The line containing "For every instance of the wooden" marks the start; extract exactly from it through the last line of the entries, and omit any pictures.

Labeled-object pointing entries
::::::::::

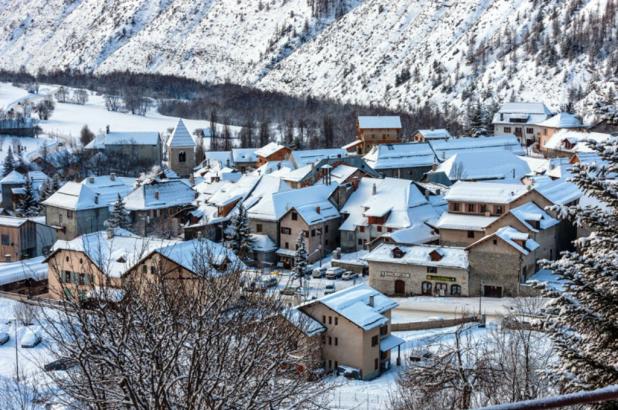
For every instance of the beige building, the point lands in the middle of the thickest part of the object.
(181, 151)
(419, 270)
(358, 330)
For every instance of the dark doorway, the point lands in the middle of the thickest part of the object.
(400, 287)
(492, 291)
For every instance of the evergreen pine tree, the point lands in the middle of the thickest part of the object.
(300, 257)
(29, 205)
(119, 218)
(9, 163)
(585, 328)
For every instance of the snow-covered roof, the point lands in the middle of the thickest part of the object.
(414, 235)
(484, 165)
(112, 255)
(308, 156)
(262, 243)
(124, 138)
(464, 222)
(90, 195)
(419, 154)
(34, 269)
(268, 149)
(531, 212)
(273, 207)
(485, 192)
(398, 200)
(159, 194)
(522, 113)
(562, 120)
(305, 323)
(353, 303)
(576, 138)
(181, 138)
(420, 255)
(559, 191)
(439, 133)
(379, 122)
(244, 155)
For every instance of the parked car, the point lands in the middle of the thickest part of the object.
(318, 272)
(289, 290)
(4, 337)
(334, 273)
(349, 275)
(330, 288)
(30, 338)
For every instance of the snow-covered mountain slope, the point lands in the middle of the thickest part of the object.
(399, 53)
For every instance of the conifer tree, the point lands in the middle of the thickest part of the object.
(300, 257)
(9, 163)
(28, 206)
(585, 328)
(119, 217)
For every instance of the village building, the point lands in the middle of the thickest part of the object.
(413, 160)
(24, 238)
(565, 143)
(142, 149)
(13, 183)
(357, 335)
(283, 216)
(373, 131)
(181, 150)
(431, 135)
(155, 206)
(380, 206)
(499, 166)
(419, 270)
(80, 208)
(521, 119)
(90, 264)
(560, 121)
(272, 152)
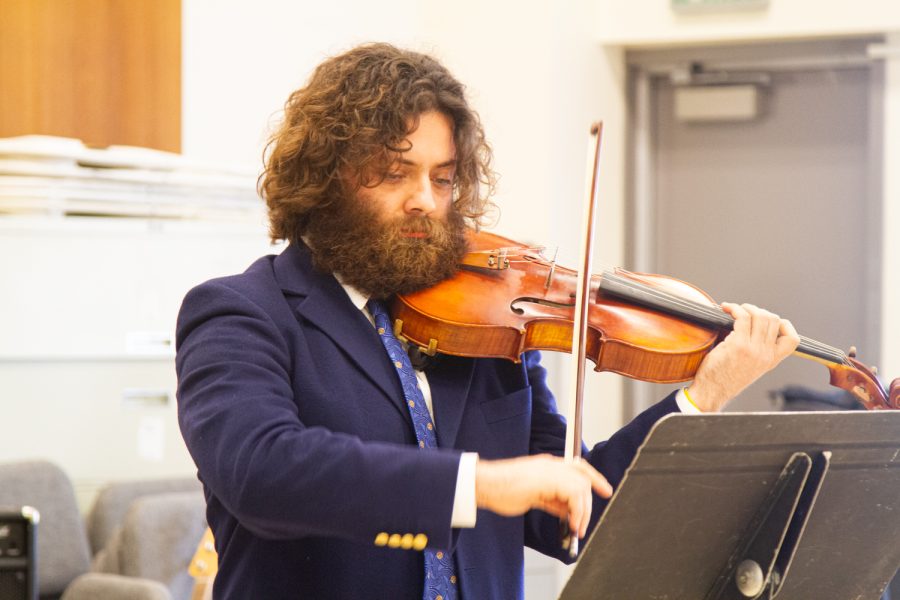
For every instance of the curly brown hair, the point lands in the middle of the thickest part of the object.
(348, 124)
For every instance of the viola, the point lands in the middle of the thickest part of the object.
(507, 298)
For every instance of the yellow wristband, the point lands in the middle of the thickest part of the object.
(691, 400)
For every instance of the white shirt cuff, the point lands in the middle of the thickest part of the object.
(685, 405)
(465, 509)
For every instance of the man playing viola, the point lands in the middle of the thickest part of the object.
(334, 469)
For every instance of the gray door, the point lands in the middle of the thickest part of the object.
(778, 211)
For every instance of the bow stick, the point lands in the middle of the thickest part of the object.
(580, 322)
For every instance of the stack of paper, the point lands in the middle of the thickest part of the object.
(53, 175)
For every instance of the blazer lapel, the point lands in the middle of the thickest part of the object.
(325, 304)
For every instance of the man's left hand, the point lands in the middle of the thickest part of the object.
(759, 341)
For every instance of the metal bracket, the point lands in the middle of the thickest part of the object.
(764, 553)
(431, 350)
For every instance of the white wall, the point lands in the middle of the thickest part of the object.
(652, 22)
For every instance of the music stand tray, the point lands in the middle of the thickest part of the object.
(733, 506)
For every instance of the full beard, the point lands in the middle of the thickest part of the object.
(381, 259)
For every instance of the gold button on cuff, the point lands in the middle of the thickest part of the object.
(420, 541)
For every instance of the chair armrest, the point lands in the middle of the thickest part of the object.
(106, 586)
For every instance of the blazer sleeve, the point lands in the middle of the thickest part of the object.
(278, 477)
(611, 457)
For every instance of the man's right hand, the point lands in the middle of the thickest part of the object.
(512, 487)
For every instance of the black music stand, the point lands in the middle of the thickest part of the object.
(734, 506)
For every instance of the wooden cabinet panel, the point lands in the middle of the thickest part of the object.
(105, 71)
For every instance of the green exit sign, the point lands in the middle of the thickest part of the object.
(711, 6)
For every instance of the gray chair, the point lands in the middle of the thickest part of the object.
(115, 498)
(63, 553)
(156, 540)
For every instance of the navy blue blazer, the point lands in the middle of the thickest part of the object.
(296, 420)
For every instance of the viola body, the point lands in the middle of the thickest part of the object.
(508, 298)
(501, 304)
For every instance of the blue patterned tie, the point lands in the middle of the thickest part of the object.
(440, 576)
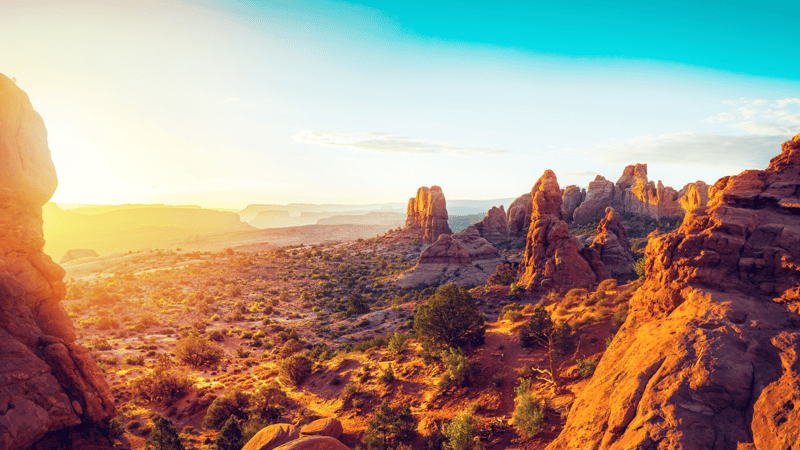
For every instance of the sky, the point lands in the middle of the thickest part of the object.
(223, 104)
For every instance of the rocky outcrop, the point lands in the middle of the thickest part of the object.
(428, 211)
(553, 258)
(571, 198)
(599, 196)
(613, 246)
(693, 195)
(519, 219)
(77, 254)
(464, 259)
(494, 227)
(47, 382)
(708, 355)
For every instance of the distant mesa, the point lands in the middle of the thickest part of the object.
(428, 212)
(554, 260)
(709, 356)
(72, 255)
(47, 381)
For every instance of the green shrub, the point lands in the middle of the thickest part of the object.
(198, 352)
(295, 369)
(529, 413)
(450, 317)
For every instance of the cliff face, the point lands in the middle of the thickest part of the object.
(708, 357)
(428, 210)
(47, 382)
(553, 258)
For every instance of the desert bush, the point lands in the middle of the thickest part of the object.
(398, 343)
(198, 352)
(460, 432)
(163, 436)
(529, 413)
(232, 403)
(450, 317)
(164, 384)
(296, 368)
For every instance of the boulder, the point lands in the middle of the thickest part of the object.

::::::::::

■ EXPECTED ANSWER
For every instance of the wooden cabinet panel, the point lands in the middle of the thickest part of the object.
(105, 71)
For every instance of the green exit sign, the point lands in the middle of the thickest part of the object.
(711, 6)
For every instance of the gray chair, the point lands in the middle of the thickest part of the object.
(115, 498)
(63, 553)
(156, 540)
For every instance of the navy blue blazer, the point lands in the middle of the thickest part of the object.
(296, 420)
For every instance of the viola body, the point lands in the middle of the thickest part of the object.
(508, 298)
(501, 304)
For every instance of the blue patterned tie, the point lands in the middle of the thickest part of the object.
(440, 576)
For every instance of the sky, the point lands in the middle of the thickest part of the object.
(223, 104)
For every instance of the rocky outcrop, the point lands in the middle of the thickest part of the object.
(428, 211)
(553, 258)
(571, 198)
(599, 196)
(613, 246)
(693, 195)
(519, 219)
(77, 254)
(464, 259)
(494, 227)
(47, 382)
(708, 355)
For every instance of the distant mesa, the point lands in the middle of the thickest part of the object.
(428, 212)
(554, 260)
(709, 356)
(72, 255)
(47, 381)
For every instance of the green shrub, the point lands in the middle of the thickest part of the object.
(198, 352)
(295, 369)
(529, 413)
(450, 317)
For every instance of the cliff face, the point lands in the middle of the thickest part of the object.
(708, 357)
(428, 210)
(47, 382)
(553, 258)
For every instance of the desert bush, the point lands in the middle of the thickest part of the object.
(398, 343)
(198, 352)
(460, 432)
(163, 436)
(529, 413)
(232, 403)
(450, 317)
(164, 384)
(296, 368)
For every instance of the boulder, the point lands in the middle of the thickest part of the object.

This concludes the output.